- Data -
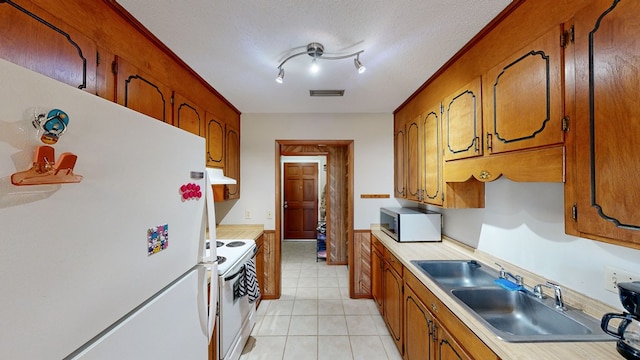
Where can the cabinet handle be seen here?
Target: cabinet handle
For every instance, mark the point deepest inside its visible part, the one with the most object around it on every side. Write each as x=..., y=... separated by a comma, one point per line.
x=485, y=175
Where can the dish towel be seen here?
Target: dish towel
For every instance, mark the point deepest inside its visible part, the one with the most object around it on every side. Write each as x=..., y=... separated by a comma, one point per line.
x=249, y=284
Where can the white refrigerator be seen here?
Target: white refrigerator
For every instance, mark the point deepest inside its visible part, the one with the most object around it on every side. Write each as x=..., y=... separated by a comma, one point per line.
x=113, y=266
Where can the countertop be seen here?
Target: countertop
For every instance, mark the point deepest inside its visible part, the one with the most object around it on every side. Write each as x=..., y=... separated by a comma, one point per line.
x=449, y=250
x=233, y=232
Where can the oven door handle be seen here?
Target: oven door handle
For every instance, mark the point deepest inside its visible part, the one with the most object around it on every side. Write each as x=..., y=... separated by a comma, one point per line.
x=231, y=277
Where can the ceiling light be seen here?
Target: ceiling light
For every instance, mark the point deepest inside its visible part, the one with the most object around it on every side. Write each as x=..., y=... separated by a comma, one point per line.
x=359, y=65
x=280, y=76
x=316, y=51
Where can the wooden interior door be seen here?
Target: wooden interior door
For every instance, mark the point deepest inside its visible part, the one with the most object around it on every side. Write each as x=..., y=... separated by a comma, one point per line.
x=300, y=200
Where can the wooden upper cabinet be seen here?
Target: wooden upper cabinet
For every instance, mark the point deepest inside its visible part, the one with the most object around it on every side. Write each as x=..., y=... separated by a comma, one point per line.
x=399, y=159
x=37, y=40
x=215, y=134
x=607, y=122
x=139, y=91
x=232, y=164
x=414, y=155
x=462, y=118
x=523, y=95
x=188, y=116
x=431, y=156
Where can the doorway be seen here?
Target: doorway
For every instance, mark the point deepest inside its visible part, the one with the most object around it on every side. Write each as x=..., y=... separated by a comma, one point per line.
x=339, y=199
x=300, y=208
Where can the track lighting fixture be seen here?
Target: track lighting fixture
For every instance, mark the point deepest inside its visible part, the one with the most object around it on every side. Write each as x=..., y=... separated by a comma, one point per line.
x=316, y=51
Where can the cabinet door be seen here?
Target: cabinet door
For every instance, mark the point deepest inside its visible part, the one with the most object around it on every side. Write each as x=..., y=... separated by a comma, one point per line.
x=232, y=163
x=431, y=156
x=35, y=39
x=607, y=120
x=377, y=270
x=447, y=347
x=462, y=116
x=523, y=97
x=393, y=304
x=399, y=159
x=418, y=326
x=187, y=115
x=141, y=92
x=414, y=155
x=214, y=133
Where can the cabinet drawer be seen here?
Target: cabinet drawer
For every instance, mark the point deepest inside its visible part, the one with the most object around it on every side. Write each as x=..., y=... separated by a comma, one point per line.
x=376, y=244
x=393, y=262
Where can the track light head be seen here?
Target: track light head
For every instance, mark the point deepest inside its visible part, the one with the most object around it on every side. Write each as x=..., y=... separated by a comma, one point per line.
x=359, y=65
x=316, y=51
x=280, y=77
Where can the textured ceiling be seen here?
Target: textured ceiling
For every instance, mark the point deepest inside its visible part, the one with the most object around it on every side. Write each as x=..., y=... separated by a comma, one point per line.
x=236, y=46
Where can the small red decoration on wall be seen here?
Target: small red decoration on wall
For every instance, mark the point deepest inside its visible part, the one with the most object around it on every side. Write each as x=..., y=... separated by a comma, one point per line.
x=190, y=191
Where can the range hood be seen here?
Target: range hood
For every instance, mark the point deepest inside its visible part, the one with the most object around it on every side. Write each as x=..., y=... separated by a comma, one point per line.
x=216, y=177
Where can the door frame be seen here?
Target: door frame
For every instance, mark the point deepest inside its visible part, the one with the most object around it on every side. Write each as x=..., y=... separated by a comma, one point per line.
x=314, y=144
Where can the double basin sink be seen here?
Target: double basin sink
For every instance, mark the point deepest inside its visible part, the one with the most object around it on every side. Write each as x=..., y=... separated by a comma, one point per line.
x=513, y=316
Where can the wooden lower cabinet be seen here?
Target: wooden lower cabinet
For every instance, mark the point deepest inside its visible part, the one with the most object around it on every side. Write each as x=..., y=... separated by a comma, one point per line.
x=392, y=300
x=432, y=330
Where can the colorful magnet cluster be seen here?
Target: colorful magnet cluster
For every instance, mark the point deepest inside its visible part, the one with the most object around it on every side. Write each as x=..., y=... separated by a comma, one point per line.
x=190, y=191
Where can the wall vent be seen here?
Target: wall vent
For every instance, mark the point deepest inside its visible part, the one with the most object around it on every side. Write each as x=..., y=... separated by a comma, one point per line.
x=326, y=92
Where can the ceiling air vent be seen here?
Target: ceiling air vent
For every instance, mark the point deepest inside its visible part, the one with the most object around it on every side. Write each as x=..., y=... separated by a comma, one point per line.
x=326, y=92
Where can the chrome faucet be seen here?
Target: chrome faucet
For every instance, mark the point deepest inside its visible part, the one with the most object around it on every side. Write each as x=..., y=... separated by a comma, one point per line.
x=537, y=291
x=506, y=275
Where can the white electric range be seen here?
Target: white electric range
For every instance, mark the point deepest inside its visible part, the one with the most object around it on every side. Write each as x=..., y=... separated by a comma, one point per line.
x=236, y=315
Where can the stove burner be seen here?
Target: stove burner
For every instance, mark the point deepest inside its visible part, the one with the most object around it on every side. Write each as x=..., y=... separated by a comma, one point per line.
x=235, y=243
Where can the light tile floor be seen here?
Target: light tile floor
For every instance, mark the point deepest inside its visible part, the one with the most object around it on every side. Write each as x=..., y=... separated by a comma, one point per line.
x=315, y=319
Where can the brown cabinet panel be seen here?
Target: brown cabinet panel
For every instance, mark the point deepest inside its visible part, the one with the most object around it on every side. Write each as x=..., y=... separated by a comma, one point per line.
x=232, y=159
x=139, y=91
x=418, y=328
x=414, y=155
x=524, y=97
x=399, y=159
x=462, y=117
x=187, y=115
x=215, y=134
x=431, y=156
x=607, y=122
x=392, y=300
x=37, y=40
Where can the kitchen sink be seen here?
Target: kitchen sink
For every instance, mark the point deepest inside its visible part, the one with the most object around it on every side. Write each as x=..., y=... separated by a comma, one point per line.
x=518, y=316
x=457, y=273
x=513, y=316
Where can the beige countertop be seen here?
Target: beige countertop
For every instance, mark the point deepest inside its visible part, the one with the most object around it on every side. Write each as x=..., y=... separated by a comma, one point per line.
x=233, y=232
x=450, y=250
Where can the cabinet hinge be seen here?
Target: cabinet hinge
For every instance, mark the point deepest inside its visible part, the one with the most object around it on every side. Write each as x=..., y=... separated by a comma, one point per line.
x=567, y=37
x=565, y=124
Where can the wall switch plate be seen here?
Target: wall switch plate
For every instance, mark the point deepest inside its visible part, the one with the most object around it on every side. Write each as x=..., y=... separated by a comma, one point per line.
x=613, y=276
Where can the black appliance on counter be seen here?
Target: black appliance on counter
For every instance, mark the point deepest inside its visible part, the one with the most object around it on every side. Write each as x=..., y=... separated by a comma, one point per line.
x=628, y=331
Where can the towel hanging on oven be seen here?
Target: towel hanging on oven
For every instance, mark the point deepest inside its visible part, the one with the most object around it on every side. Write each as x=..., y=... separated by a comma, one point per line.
x=249, y=282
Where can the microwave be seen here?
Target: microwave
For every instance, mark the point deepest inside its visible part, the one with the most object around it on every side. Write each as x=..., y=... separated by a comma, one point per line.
x=411, y=224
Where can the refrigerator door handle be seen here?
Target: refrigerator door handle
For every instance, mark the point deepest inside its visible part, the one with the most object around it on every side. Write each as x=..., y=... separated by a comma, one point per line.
x=210, y=299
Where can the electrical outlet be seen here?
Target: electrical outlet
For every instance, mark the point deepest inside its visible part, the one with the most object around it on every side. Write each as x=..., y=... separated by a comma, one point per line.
x=613, y=276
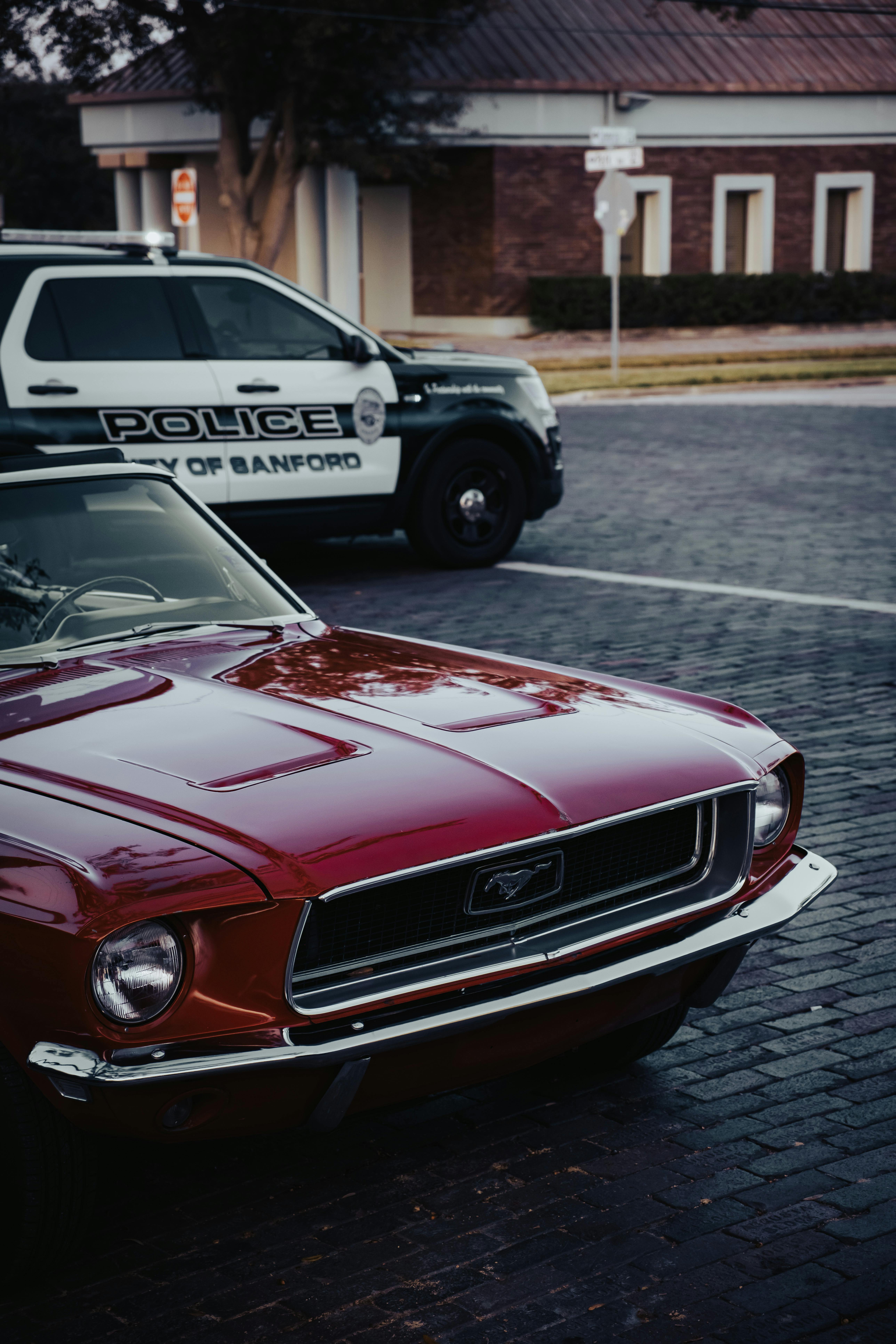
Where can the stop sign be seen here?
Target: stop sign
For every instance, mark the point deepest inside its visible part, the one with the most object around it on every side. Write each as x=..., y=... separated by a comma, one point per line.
x=185, y=197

- Problem requirements -
Both the line containing "Target: track lighting fixture" and the line containing "Target: small red decoration on wall" belong in the answer. Print them and every line above that falls between them exactly, and no others.

- Task solution -
Target: track lighting fixture
For every instance, mark the point deepest inside its visible part, the one with the most object around it on every side. Write each as x=..., y=... separated by a comma, one point per line.
x=316, y=51
Where can the cabinet door be seen here?
Target: cabinet door
For every instance, mark the point deepest inside its visible part, the one with the most object around it on every side. Write each as x=..., y=... separated by a comma, one point per line.
x=232, y=163
x=431, y=156
x=35, y=39
x=607, y=120
x=377, y=270
x=447, y=347
x=462, y=116
x=523, y=97
x=393, y=304
x=399, y=159
x=418, y=326
x=187, y=115
x=141, y=92
x=414, y=155
x=214, y=133
Where can the cabinet drawer be seen here?
Target: cabinet drawer
For every instance, mark the point deepest inside its visible part, the one with the most object around it on every side. Write each as x=..., y=... separated by a comma, one point per line.
x=376, y=244
x=393, y=262
Where can the track light head be seen here?
Target: track light head
For every instance, mark the point deepest inside its visible part, the one with the most object around it on every side. Write each as x=..., y=... separated by a comma, one point per line.
x=359, y=65
x=316, y=51
x=280, y=77
Where can the textured ceiling be seen here?
Target: textured ceiling
For every instance, mark the point deepest inside its visible part, the one with the most object around it on every side. Write each as x=..., y=... separated by a comma, one point per line.
x=236, y=46
Where can the small red decoration on wall be seen here?
Target: small red decoration on wall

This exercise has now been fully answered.